*WORK REQUIRED*
Below are some records. Say how many of their lines contain the string "long", and give nothing but the number.

*DATA FOR THE TASK*
-- Opening Marker --

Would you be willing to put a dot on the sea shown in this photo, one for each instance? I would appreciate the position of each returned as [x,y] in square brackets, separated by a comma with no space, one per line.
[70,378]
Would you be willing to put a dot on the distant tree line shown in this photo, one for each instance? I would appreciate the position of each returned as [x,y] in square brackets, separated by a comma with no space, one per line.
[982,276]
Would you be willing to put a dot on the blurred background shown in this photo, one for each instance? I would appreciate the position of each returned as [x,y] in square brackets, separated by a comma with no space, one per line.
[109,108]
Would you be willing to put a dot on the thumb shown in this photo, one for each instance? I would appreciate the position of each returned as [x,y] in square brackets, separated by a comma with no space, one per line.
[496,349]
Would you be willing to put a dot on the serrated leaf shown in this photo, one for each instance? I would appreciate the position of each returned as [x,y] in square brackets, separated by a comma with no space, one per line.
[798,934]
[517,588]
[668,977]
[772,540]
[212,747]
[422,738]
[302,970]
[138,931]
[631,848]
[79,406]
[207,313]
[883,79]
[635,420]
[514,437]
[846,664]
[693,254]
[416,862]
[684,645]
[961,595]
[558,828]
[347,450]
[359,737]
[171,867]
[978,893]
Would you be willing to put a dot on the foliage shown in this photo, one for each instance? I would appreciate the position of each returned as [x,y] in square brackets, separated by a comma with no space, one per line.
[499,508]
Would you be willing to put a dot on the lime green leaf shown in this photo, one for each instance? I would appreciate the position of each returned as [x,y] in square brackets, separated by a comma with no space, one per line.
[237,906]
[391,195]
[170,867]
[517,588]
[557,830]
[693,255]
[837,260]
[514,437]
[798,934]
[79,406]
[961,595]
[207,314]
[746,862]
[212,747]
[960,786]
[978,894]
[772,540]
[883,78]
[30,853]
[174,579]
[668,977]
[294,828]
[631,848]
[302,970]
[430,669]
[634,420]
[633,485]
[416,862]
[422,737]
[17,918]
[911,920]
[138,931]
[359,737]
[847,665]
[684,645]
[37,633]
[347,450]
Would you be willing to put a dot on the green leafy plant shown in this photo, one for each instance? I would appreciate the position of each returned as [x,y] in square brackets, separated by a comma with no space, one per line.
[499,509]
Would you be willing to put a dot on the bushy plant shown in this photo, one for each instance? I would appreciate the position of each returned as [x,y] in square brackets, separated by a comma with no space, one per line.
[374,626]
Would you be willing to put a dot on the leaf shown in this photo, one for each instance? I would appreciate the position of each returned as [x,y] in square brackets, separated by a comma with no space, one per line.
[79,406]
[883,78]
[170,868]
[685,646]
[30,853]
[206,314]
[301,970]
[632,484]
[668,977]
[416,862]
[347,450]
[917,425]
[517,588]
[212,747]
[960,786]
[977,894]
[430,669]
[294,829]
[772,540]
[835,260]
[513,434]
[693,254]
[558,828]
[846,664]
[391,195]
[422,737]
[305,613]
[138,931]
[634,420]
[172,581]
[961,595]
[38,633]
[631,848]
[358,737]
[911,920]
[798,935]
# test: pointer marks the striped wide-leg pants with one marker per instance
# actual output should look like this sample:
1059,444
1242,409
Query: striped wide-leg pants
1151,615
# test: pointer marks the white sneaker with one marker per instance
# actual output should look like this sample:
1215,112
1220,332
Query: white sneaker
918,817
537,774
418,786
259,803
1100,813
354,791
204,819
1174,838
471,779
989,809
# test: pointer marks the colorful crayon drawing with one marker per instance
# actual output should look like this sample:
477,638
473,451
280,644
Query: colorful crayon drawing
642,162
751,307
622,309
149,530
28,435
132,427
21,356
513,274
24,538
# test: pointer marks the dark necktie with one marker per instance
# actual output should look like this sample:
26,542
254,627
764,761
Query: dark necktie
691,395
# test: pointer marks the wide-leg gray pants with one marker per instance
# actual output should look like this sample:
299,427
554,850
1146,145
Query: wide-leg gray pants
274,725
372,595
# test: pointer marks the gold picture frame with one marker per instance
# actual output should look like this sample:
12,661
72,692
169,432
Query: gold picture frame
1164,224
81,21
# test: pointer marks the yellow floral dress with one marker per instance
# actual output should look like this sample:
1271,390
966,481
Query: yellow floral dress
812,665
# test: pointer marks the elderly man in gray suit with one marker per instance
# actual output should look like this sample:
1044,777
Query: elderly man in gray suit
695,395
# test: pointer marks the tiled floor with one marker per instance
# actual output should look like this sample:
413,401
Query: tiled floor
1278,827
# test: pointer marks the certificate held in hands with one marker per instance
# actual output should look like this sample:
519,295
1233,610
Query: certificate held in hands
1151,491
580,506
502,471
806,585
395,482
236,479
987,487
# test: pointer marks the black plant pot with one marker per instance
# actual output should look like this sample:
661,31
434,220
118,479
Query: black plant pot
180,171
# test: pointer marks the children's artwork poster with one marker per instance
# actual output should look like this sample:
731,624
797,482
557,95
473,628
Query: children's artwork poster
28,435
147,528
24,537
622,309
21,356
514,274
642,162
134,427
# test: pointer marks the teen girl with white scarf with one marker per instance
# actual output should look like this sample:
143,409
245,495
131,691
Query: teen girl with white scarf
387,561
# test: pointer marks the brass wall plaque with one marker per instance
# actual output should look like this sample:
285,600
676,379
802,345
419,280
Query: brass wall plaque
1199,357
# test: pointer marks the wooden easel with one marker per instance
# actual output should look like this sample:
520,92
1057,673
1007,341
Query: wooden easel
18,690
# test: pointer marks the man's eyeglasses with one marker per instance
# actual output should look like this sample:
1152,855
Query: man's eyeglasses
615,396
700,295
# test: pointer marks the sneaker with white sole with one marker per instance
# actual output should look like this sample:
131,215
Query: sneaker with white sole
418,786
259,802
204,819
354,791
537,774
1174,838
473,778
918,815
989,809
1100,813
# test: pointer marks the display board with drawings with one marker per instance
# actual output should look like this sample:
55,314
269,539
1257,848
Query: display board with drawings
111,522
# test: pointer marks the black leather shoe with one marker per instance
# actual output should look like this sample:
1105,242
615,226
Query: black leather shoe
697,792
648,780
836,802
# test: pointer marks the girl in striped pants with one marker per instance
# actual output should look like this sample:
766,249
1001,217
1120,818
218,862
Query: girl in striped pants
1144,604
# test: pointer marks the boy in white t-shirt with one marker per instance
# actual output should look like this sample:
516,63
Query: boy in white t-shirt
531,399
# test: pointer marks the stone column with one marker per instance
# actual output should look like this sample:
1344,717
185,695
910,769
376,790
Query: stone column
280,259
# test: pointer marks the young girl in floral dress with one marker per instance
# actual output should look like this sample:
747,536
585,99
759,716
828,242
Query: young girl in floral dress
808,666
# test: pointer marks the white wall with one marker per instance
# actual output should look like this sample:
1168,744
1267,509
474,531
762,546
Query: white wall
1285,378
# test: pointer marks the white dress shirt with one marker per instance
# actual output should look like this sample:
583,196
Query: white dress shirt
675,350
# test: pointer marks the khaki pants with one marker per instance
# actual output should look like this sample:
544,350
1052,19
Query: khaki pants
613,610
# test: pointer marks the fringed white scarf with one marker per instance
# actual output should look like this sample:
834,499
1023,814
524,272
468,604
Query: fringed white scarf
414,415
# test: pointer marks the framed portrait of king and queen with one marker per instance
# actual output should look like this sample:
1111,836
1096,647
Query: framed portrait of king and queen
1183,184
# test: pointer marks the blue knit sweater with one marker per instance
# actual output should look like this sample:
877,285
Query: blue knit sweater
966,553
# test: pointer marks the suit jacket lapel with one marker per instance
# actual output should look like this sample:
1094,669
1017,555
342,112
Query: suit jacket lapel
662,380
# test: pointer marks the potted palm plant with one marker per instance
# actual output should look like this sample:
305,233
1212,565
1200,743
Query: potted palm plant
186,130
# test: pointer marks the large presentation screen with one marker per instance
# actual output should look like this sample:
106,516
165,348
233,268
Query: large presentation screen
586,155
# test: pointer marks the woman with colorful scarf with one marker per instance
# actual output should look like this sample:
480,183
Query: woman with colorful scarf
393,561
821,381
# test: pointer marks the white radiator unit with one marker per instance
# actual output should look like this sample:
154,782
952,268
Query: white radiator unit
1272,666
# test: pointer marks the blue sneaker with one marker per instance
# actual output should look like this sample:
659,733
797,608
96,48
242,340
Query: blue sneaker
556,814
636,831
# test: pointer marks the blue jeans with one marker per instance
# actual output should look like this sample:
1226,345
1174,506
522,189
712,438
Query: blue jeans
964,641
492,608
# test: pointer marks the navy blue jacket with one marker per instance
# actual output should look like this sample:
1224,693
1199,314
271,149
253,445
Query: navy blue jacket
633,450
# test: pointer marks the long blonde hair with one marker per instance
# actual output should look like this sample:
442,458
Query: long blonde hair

-- Closing Marker --

*TASK OUTPUT*
2